Entries supplied START
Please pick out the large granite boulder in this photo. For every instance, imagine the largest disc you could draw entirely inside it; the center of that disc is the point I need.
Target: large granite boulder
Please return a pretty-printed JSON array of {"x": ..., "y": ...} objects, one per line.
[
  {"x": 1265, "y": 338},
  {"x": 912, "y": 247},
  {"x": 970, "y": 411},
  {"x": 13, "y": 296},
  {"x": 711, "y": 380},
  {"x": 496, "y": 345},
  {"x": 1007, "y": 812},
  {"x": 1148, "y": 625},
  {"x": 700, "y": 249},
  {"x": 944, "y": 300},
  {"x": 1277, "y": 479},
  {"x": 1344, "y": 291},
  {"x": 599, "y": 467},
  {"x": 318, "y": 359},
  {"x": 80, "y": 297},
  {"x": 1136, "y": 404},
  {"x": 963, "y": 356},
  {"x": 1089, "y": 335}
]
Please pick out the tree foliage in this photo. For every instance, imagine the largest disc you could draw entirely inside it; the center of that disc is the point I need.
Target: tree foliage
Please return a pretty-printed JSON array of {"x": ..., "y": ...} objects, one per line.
Entries supplied END
Problem to work on ::
Look over the material and return every line where the word "this" is found.

Written solution ::
Please pick out the large granite boulder in this photo. For every instance, imagine the largest disc you could draw entirely inside it; the center of that disc is the point I need.
Please pick out the tree foliage in this photo. For every instance, imagine the largest disc you could draw entirely inside it; the center of that disc is the point I need.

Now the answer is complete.